**Assignment**: Nothing outside the range is wanted. Repeat exactly the lines below from the one with "Q: Point to one spot on each instance of the side" through the one with "Q: Point to one spot on each instance of the tinted".
#### Data provided
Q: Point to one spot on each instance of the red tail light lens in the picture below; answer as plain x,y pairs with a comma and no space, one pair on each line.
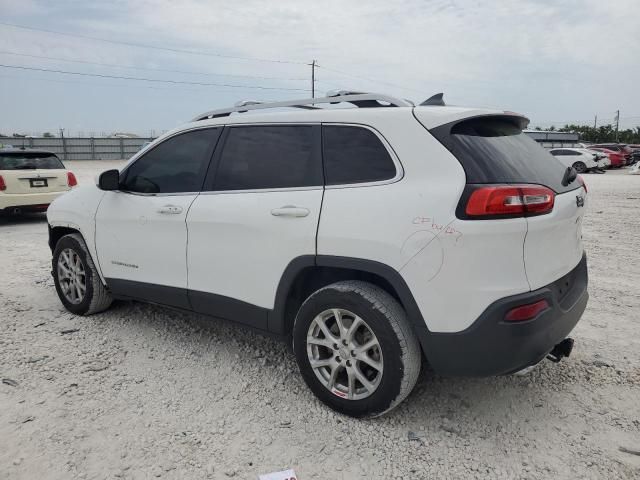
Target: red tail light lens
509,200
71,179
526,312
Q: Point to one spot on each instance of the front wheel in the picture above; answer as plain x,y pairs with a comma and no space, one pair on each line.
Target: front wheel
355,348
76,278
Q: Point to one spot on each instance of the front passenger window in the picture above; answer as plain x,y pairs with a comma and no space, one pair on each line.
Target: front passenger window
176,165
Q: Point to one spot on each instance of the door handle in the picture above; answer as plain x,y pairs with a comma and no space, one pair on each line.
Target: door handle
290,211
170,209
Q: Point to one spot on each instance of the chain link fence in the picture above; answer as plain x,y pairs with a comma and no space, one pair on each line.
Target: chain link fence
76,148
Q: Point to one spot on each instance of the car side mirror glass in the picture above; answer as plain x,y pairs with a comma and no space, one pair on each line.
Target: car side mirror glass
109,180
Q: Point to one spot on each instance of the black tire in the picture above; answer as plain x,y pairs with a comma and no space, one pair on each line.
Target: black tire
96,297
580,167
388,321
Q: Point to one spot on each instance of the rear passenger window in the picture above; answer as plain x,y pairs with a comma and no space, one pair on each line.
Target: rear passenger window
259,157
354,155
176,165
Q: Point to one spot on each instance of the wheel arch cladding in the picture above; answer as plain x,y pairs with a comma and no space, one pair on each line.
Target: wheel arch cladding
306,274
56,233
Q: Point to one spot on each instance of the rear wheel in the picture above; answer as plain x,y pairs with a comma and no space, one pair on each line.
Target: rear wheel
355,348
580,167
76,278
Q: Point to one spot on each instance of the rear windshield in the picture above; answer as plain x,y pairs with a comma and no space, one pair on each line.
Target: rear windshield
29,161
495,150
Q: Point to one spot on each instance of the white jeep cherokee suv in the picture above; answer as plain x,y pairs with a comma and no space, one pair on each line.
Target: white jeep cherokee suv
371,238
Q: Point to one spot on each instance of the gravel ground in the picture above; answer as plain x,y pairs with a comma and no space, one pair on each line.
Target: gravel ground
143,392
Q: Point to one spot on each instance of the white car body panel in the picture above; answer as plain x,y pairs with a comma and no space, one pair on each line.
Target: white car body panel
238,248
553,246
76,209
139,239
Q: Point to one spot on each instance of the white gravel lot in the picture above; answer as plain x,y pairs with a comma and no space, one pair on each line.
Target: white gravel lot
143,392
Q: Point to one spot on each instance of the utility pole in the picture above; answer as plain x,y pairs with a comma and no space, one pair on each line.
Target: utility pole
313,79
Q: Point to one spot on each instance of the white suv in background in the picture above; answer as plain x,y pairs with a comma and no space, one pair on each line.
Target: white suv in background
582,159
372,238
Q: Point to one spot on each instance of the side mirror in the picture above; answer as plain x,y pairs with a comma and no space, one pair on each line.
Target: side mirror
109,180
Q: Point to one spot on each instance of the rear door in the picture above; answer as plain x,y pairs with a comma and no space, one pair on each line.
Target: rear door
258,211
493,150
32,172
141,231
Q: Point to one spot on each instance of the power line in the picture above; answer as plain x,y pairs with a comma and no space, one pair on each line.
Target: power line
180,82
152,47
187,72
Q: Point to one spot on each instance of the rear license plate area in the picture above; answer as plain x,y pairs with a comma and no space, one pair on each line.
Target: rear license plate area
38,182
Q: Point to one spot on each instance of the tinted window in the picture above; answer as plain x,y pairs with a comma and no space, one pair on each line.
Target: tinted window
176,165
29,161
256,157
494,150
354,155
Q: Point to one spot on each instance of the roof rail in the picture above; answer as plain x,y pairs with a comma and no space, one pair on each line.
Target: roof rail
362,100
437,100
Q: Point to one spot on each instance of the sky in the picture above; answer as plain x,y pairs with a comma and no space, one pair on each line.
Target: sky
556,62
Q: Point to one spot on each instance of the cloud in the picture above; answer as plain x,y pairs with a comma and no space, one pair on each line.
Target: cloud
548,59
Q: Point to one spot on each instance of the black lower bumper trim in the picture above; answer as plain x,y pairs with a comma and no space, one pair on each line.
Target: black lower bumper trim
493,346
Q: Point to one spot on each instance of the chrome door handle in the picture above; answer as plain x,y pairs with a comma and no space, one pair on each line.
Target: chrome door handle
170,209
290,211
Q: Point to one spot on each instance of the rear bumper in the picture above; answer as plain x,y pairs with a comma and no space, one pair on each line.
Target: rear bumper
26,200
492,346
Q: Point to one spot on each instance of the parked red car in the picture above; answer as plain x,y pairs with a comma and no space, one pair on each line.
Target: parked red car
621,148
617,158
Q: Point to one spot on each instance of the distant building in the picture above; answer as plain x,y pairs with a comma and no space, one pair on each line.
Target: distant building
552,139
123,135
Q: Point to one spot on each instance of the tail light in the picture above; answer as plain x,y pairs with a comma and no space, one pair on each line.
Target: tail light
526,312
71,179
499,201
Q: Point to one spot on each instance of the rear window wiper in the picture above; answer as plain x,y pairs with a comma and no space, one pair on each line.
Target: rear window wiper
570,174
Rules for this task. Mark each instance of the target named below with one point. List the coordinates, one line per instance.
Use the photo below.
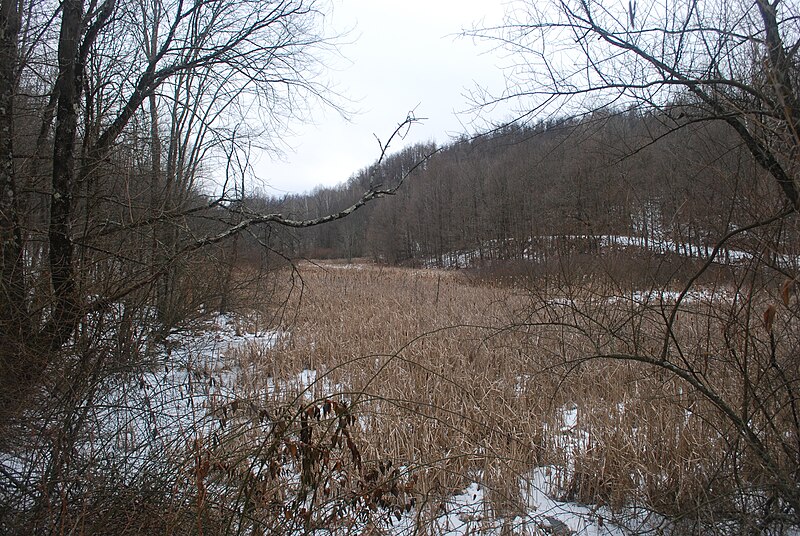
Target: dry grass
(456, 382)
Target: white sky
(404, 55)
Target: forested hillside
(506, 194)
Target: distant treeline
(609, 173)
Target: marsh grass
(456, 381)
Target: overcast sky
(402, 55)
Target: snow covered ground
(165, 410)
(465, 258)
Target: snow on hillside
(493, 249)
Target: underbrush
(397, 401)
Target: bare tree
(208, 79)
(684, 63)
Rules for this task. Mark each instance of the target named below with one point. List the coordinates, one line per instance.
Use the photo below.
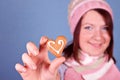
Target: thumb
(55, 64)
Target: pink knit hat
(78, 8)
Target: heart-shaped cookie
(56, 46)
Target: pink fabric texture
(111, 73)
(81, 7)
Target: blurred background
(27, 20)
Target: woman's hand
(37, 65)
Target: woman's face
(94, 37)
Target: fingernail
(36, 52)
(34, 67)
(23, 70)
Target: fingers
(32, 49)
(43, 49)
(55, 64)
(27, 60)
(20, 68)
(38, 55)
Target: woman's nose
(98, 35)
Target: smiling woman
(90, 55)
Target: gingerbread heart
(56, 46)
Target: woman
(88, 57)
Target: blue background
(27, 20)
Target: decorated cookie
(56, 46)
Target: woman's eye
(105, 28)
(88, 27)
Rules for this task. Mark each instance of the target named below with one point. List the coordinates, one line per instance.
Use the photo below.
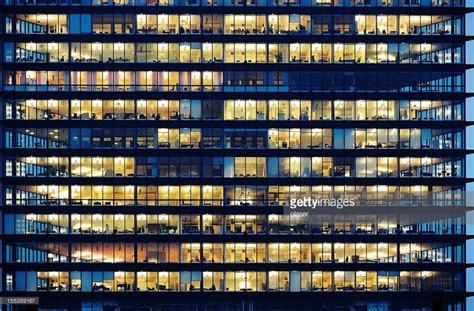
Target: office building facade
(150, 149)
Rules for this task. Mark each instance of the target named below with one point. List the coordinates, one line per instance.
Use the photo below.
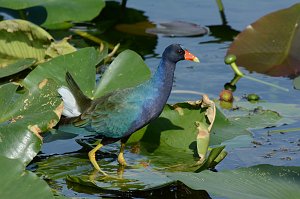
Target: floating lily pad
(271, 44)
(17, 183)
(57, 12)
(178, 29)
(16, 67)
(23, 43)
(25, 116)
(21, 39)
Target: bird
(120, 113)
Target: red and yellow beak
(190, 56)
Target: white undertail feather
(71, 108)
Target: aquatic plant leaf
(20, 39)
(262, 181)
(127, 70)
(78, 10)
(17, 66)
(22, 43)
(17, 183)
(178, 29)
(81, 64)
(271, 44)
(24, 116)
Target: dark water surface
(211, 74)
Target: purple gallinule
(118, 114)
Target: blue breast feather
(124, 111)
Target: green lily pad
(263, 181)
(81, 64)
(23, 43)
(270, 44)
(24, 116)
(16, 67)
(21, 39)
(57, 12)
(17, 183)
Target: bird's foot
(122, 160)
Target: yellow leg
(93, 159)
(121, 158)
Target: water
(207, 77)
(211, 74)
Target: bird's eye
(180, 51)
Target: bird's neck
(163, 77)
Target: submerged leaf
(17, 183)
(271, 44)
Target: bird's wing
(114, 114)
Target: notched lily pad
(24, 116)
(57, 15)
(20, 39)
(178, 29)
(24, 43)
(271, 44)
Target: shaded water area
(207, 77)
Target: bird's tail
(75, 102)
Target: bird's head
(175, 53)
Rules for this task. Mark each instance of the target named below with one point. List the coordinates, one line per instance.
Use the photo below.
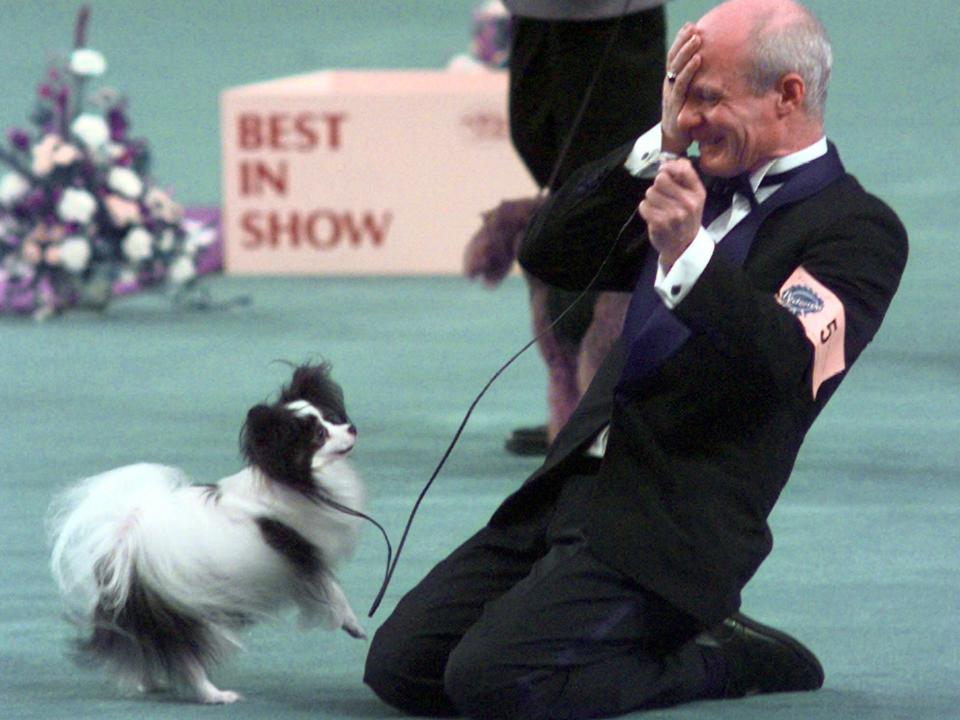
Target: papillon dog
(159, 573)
########
**Exercise result**:
Q: Point to one spot on each instance of the side mirror in the picture above; answer as plain x,y pairs with a comma and no space, one pair on each line.
Target: side mirror
109,180
Q: Point to one spot on each instance of the rear door in the picture above; answer as plain x,y pairs with a comma and no space, one pair on each line.
Target: rear door
258,211
493,150
32,172
141,231
Q: Point to one spot on each instance of the power line in the picture above; answer as plain x,y pairs with a comma and no space, one pair on each line.
Target: power line
180,82
152,47
187,72
Q: Point to one spot on each instance of the rear license plate area in the picture above; answer as plain x,y pairs with a comma and no space, one pair on each line.
Target: rear license plate area
38,182
Q: Point to one spot on each instance of the tinted window in the picture above; answer as plain x,y pairs with a comma and no space, one pair on each line.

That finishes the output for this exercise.